## What you need to do:
1 - Answer these questions from the vacuum casting text:
(a) What is supplied to the mold while it is still in the pot of molten metal?
(b) What happens to the mold once the water supply is stopped near floor level?
(c) What further processing of the billets does the text list?
2 - Write what comes next in the text on vacuum casting molten metal, picking up after its final sentence.

## Text to read:
Method of vacuum casting molten metal

Abstract

An elongated movable water cooled mold of any desired cross section has an open bottom end which is lowered into a pot of molten metal a predetermined distance with the metal being pulled into the mold under vacuum operated by suitable controls for establishing the desired length of the casting or billet. Water is supplied to the mold while still in the pot to permit the casting to harden and the mold is then removed therefrom and moved to a position close to floor level where termination of the water supply allows the contained heat in the casting to reheat the mold and expand it sufficiently so that the casting can drop free of the mold upon release of the vacuum.

Description

BACKGROUND OF THE INVENTION

This invention relates to improvements in methods of casting molten metal and more particularly to such methods concerned with the utilization of a vacuum means for filling the mold in the casting procedures.

One of the important objects of the present invention is to produce billets from selected alloys which may be further efficiently processed in a rolling mill, through an extrusion press, used for electrodes or otherwise that are of uniform density with only a minor variable in the analysis of the cast product and which are completely free of air pockets or air bubbles that can adversely affect final processing. These objectives are difficult to achieve in known and commonly used hand casting methods where analysis of finished pieces from successive castings have shown variations in the metal content of as much as .+-. 3% that is attributable to inevitable slight variations in temperature and timing inherent in hand casting methods.

## Supplied information:

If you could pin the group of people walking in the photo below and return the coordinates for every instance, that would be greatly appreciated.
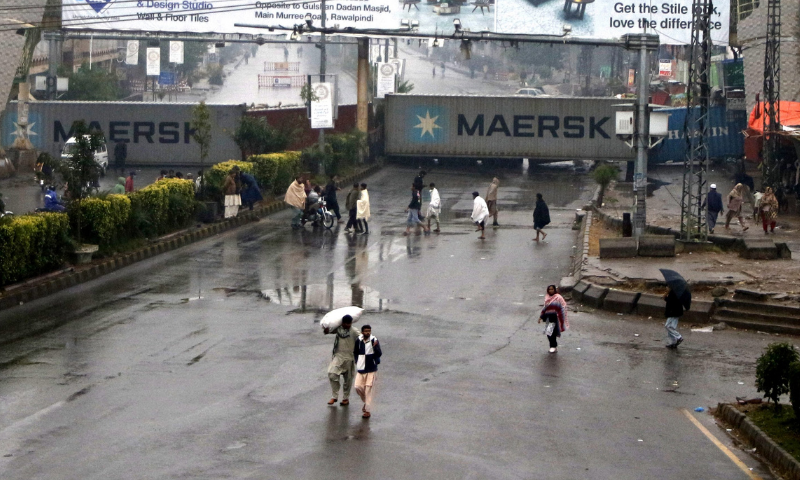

## Results for the exercise:
1 -
(a) Water is supplied to the mold so the casting can harden.
(b) The heat held in the casting reheats the mold and expands it enough for the casting to drop free when the vacuum is released.
(c) Processing in a rolling mill, passing through an extrusion press, and use as electrodes.

2 -
The use of a vacuum means for filling a mold in the casting of metal is not a new concept as seen in U.S. Pat. No. 914,679 (1909) and further utilized in principle in such patents as U.S. Pat. Nos. 2,970,350 (1961) and 3,774,668 (1973) and I have employed the vacuum concept in further providing improvements that enhance the quality of the finished casting.

Accordingly, it is another important object herein to provide a water cooled mold whereby upon extension of one end thereof into a pot of molten metal and the filling of the mold by extracting the air therein under vacuum, the casting is quickly cooled sufficiently to harden by directing water rapidly under pressure through the water jacket on the mold.

Another object is to provide the cooling water with a velocity sufficient to prevent any flash steaming and thus maintain consistency in the cooling effect throughout the entire length of the casting.

A further object is to provide a water cooled, vacuum associated mold as characterized wherein upon removal of the mold from the pot with the water cooling function in operation, cessation of the water flow permits contained heat in the casting to reheat the mold and expand it sufficiently so that the casting can drop free of the mold upon release of the vacuum.

Still another object is to provide a mold of the above class which includes control means to precisely limit the penetration of the mold into the molten metal according to predetermined calculations and which can be quickly and easily adjusted as required by different levels of the molten metal due to repeated withdrawals thereof by successive castings.

The foregoing objects and such further objects as may appear herein, or be hereinafter pointed out, together with the advantages of this invention will be more fully discussed and developed in the more detailed description of the accompanying drawings.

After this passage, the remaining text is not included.